| EXERCISE |
Reproduce verbatim the lines of the listing from the one containing "Every <instance> block specifies" through the one containing "box: [81, 41, 90, 63]", including both of those lines.

| PROVIDED DATA |
--- START ---

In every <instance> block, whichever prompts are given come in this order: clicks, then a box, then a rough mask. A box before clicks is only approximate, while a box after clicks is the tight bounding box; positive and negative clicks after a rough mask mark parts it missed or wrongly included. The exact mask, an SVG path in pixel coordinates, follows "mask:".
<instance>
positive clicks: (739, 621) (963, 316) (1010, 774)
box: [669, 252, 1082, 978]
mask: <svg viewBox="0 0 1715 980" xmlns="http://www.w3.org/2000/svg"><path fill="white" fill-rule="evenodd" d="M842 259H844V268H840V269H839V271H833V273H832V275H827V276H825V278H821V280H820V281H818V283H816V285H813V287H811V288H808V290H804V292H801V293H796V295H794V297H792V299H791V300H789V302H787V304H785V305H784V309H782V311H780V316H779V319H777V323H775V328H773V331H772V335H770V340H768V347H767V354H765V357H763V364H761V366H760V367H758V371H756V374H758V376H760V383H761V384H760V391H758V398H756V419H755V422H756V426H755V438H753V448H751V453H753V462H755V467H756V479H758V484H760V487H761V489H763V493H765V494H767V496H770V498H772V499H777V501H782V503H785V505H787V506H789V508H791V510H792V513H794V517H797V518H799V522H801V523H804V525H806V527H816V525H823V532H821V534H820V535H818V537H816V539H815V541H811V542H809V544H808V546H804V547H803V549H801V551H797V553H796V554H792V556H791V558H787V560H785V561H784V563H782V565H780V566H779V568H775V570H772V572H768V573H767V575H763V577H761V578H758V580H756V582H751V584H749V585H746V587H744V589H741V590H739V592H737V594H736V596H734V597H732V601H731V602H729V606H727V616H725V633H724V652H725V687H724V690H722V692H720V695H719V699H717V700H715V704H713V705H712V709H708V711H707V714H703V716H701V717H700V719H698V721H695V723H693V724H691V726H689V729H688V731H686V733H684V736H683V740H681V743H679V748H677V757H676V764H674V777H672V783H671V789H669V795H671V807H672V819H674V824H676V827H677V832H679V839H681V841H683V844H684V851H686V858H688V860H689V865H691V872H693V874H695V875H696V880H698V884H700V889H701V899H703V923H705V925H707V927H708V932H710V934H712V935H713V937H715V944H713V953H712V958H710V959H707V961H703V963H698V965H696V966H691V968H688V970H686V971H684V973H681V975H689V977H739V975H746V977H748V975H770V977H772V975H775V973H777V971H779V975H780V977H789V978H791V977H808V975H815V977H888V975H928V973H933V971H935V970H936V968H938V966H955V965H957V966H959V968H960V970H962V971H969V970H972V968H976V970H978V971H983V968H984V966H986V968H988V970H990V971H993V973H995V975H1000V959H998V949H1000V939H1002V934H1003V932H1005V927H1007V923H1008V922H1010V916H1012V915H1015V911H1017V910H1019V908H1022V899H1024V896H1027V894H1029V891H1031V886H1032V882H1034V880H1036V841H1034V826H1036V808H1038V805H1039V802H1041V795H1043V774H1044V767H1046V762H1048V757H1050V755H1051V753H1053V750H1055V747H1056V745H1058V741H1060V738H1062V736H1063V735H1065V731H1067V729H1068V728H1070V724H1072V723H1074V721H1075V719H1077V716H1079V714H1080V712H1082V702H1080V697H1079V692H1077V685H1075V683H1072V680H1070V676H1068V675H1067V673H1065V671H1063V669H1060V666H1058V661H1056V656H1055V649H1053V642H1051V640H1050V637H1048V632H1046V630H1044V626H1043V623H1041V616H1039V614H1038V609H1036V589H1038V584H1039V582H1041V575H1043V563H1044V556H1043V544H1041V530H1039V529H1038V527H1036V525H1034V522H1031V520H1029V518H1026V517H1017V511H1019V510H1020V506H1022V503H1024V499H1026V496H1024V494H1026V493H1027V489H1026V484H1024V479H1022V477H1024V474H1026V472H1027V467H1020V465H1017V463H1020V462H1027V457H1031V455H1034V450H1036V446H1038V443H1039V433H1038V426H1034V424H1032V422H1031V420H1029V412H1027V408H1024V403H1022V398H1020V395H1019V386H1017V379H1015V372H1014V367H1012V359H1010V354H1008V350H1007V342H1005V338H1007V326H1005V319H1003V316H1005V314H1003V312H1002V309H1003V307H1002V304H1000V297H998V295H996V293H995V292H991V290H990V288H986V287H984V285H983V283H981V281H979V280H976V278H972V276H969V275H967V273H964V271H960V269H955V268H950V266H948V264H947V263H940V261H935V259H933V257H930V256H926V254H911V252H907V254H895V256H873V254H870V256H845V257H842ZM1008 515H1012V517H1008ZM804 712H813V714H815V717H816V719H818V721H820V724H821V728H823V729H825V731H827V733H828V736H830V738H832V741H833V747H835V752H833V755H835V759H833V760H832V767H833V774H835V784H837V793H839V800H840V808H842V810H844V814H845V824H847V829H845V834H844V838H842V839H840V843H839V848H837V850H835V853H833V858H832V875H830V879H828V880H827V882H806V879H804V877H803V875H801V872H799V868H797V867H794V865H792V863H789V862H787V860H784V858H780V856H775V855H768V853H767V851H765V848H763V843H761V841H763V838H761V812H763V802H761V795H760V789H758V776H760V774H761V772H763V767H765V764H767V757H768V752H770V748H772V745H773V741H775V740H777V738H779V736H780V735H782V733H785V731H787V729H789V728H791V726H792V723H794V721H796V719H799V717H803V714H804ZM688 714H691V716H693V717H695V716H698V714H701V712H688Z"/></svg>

--- END ---
--- START ---

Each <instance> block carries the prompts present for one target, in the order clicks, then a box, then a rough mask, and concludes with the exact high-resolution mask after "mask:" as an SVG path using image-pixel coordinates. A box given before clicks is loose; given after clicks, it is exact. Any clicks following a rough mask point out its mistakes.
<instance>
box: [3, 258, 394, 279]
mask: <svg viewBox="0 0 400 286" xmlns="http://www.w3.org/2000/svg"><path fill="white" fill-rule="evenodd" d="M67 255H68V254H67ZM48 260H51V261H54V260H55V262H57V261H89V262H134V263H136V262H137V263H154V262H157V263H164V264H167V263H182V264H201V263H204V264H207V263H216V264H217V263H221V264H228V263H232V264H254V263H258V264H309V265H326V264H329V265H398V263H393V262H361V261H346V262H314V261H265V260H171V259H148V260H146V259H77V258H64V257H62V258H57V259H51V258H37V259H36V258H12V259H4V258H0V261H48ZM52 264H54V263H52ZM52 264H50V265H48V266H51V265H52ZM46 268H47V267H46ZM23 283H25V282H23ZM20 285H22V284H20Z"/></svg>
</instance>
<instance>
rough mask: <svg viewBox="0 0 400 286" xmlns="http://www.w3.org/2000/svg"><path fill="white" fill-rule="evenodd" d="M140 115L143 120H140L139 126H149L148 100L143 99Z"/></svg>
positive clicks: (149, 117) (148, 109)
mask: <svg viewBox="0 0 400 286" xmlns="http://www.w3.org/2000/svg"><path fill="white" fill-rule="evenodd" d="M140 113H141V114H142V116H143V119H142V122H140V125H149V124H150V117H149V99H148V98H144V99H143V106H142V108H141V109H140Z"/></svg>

--- END ---
--- START ---

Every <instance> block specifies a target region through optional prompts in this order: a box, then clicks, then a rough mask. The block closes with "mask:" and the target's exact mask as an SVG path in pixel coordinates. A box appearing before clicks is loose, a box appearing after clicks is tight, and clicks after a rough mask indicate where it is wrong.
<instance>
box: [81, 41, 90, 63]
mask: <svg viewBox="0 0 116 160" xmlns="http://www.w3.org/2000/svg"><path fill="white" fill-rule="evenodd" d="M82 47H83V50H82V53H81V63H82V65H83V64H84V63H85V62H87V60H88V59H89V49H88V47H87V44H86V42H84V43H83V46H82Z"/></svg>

--- END ---

| RESULT FOR THIS TASK |
Every <instance> block specifies a target region through optional prompts in this order: a box, then clicks, then a rough mask. The block closes with "mask:" and the target's exact mask as an SVG path in pixel coordinates. A box appearing before clicks is loose, a box appearing after clicks is tight, and clicks after a rough mask indicate where it is wrong.
<instance>
box: [81, 41, 90, 63]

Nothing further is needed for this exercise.